Atualmente, o Brasil é referência mundial no transplante de órgãos. Entretanto, mesmo em destaque, enfrenta grandes desafios de logística e transporte. Cerca de 18% dos corações, por exemplo, são descartados por extrapolarem o prazo de validade. Daniel Mota, professor do Departamento de Engenharia de Produção da Escola Politécnica (Poli) da USP, explica que os desafios relacionados ao transporte desses recursos são inusitados e novos.

“Quando você fala de logística, imaginam-se cargas e pessoas […]. Já o transporte dos órgãos tem um desafio que a logística está acostumada a lidar, que é a questão dos prazos. Então, você precisa entregar uma compra, uma carga, transportar pessoas. Você tem os prazos previamente definidos, só que, para o transporte dos órgãos, isso é extremamente crítico”, discorre o professor.
A fim de encontrar soluções para essas questões, a Escola Politécnica e o Instituto do Coração do Hospital das Clínicas FMUSP (InCor) criaram algoritmos matemáticos para inseri-los em um aplicativo para que médicos possam utilizar as técnicas da engenharia aplicadas na medicina. O prazo de captação e entrega de órgãos é curto e, se não for feito com agilidade, o transplante pode não ser realizado.

* [Extratos dos dados]
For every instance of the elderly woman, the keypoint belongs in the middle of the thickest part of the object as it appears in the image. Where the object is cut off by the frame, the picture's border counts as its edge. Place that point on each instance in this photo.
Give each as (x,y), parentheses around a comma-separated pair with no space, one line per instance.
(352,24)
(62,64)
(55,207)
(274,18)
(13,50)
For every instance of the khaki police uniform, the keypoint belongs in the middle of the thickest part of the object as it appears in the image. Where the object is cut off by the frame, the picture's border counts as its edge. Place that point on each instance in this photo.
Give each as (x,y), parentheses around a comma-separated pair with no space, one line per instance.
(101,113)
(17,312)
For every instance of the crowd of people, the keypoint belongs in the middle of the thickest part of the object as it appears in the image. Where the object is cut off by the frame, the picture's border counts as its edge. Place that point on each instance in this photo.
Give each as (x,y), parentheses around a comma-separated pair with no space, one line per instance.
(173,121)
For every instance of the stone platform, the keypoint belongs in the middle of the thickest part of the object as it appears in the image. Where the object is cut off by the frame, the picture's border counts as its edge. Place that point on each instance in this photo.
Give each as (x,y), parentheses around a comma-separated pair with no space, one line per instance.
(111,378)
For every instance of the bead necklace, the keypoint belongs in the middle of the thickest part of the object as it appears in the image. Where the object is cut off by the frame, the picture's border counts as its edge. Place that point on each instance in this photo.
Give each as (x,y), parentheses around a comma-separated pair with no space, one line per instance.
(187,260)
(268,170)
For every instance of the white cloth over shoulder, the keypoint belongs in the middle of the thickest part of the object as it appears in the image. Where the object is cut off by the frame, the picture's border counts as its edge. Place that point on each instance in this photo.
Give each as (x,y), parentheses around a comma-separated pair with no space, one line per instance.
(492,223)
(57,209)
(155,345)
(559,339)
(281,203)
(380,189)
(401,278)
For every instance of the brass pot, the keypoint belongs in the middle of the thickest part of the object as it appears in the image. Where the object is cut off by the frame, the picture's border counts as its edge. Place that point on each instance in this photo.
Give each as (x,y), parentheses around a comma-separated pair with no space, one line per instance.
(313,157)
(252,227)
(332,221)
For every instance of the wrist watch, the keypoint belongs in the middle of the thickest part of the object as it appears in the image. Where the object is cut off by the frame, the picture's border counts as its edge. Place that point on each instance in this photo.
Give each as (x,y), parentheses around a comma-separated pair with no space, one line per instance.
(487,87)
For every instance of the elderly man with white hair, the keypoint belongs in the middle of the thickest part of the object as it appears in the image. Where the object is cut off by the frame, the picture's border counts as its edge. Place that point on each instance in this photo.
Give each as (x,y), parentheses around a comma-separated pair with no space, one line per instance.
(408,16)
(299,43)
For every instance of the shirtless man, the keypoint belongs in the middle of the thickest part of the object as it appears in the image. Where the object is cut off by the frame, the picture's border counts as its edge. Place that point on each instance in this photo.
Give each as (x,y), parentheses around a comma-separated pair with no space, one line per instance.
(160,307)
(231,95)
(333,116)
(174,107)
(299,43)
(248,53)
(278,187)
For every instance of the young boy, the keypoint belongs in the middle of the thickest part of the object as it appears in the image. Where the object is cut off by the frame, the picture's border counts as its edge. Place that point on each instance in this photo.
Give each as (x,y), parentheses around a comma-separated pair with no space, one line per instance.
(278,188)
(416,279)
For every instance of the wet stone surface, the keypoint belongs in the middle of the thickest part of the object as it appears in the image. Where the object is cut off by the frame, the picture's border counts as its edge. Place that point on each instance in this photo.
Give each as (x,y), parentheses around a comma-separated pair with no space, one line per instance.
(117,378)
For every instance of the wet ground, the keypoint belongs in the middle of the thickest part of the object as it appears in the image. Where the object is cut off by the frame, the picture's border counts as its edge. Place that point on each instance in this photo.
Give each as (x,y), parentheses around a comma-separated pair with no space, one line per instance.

* [O que fazer] Dê prosseguimento ao texto sobre a logística do transporte de órgãos para transplante, a partir do ponto em que ele termina. Os dados não têm qualquer relevância para o que aqui se solicita.

* [Resposta]
Corrida contra o tempo
Ronaldo Honorato, cirurgião cardiovascular do Núcleo de Transplantes do InCor, responsável pelas captações de coração do instituto, explica que, no caso desses órgãos, o tempo é fundamental, já que ele só tem quatro horas para ser transportado e implantado.
Nesse tipo de procedimento, não é só o tempo de movimentação do órgão que conta. “Existe o deslocamento da equipe na estrada – caso o transporte seja realizado por essa modalidade –, na chegada ao hospital e o próprio procedimento de transplante do coração. Todo esse conjunto de etapas chega perto do prazo limite”, aponta o cirurgião.
Honorato explica, ainda, que o órgão pode sofrer uma disfunção caso exceda o tempo que tolera sem oxigênio e sangue, o que pode comprometer sua funcionalidade depois da cirurgia. Portanto, é importante conhecer as rotas entre os doadores e receptores e calcular o tempo entre aeroportos e hospitais para que os órgãos não excedam seu tempo máximo fora do corpo.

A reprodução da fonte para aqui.